#### CHALLENGE
Carry the SASE question-and-answer text forward from its last sentence, keeping its voice and format.

#### PASSAGE TO READ
**********

The answer is a shift to what we call personal SASE, which aligns with Gartner’s concept of “coffee shop networking”. This streamlined, user-centric approach simplifies management and user experience by securing every user as if they were remote.

How should security leaders present the value of SASE, especially in terms of cost-effectiveness and risk management?

SASE should be able to unify connectivity and security to simplify and accelerate both the end-user experience and IT management functions. Few current solutions do this.

The emphasis on zero trust within SASE offerings underscores their effectiveness in managing risks by applying consistent identity- and context-based policies across all access mechanisms. Newer SASE offerings increase security so attention should be on the extra security controls and reduced attack surface. However, VPNs, ZTNA and early SASE offerings can severely hamper productivity for hybrid workers.

Security and network performance are not a trade-off. They should go hand in hand. SASE ROI should be measured by the ability of the solution to accelerate application access without compromising on security.

Operational costs are only one measure of cost-effectiveness. Your ROI calculation also needs to account for employee productivity and end-user satisfaction.

How are new technologies like AI and machine learning being integrated into SASE solutions, and what benefits do they bring?

AI integrations with SASE can significantly enhance the security posture and operational efficiency of SASE frameworks, offering a more dynamic and resilient defense mechanism against cyber threats.

**********

#### SOURCE EXCERPT
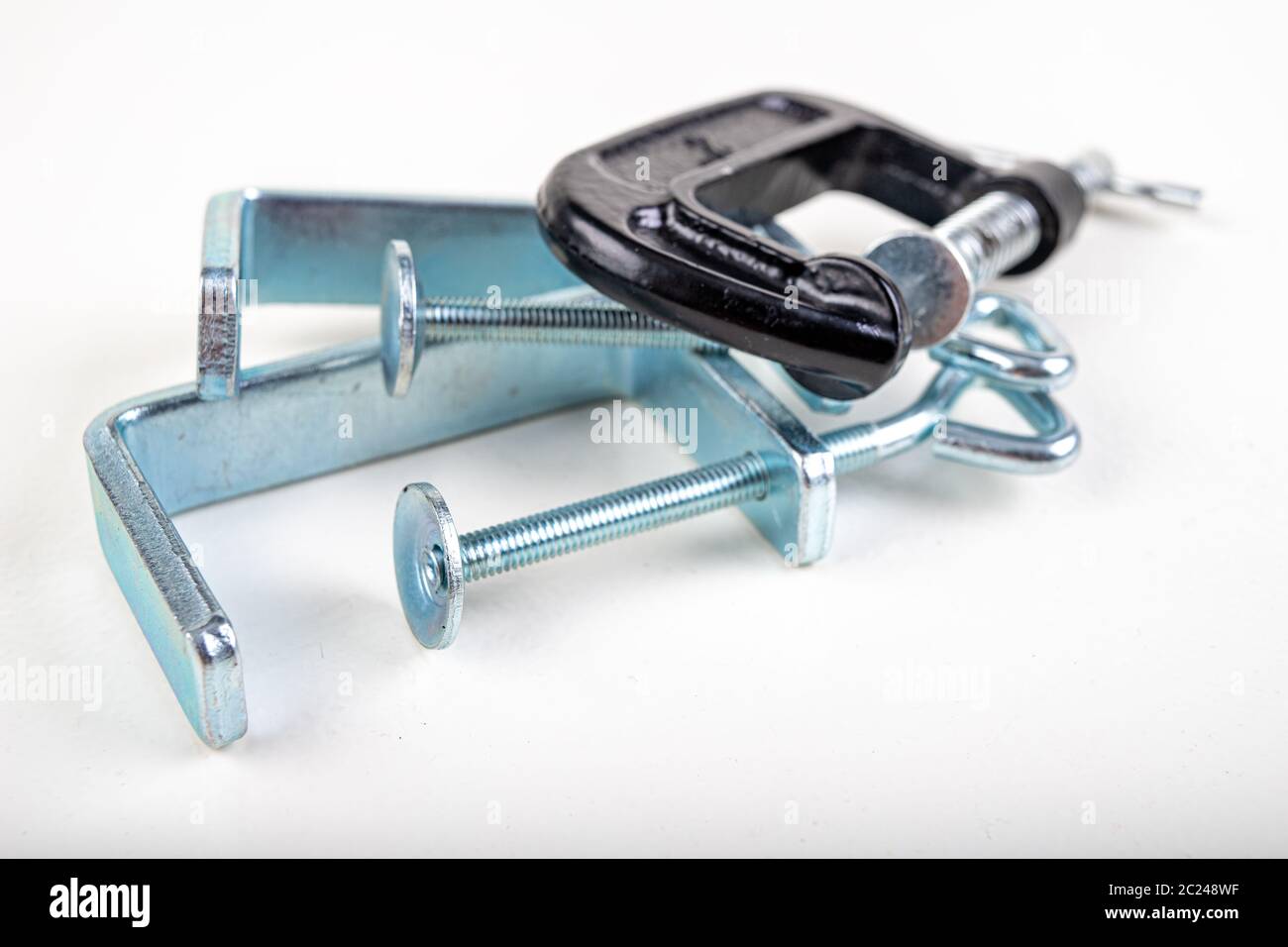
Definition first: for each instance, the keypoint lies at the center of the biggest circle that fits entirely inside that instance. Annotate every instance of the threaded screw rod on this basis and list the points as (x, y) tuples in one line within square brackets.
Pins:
[(408, 325), (578, 526), (433, 564), (568, 324), (939, 270)]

**********

#### RIGHT ANSWER
One of the most important developments is automated moving target defence (AMTD). AMTD introduces a proactive approach to cybersecurity by dynamically altering the network’s attack surface, making it more difficult for attackers to find and exploit vulnerabilities. This method includes frequent rotations of security certificates, modifications to points of presence (PoPs), and changes to network paths. By creating a continuously shifting environment, AMTD disrupts traditional attack methodologies, enhancing distributed network infrastructure security.

With numerous vendors offering various SASE solutions, what criteria should organizations use to select the right vendor and product fit?

IT has a dilemma – buy everything from one vendor or piece together the best components from different vendors. The single vendor approach is appealing because there is “one throat to choke” when things go wrong. Unfortunately, even single vendor solutions are sometimes a collection of poorly integrated acquired products. The other approach is to buy the best components and do the integration work yourself – or pay a third party to do it. More cost and complexity!

As a rule, the fewer vendors involved in your SASE solution, the better.

Security leaders need to stand back from the hype and ask some simple questions:

  • Does the solution improve the productivity and experience of staff? (If it doesn’t, why would you buy it?)
  • Does it work just as well for remote users?
  • Does it make the security team’s job easier in terms of deployment and support?
  • Can we apply a single policy for networking and security?
  • Is it still secure, regardless of the applications users are accessing and the type of network connection? Do we have visibility and control from the enterprise to the edge of the network?
How do you see the role of SASE changing in the next 5-10 years?

As office networks follow the “coffee shop networking” model, SASE will bring major industry shift in the way networking and security are consumed. Expect SASE to have impact on IT services deployment comparable to cloud, mobility and AI trends. Every other service including endpoint protection platforms and XDR will eventually be consumed by SASE.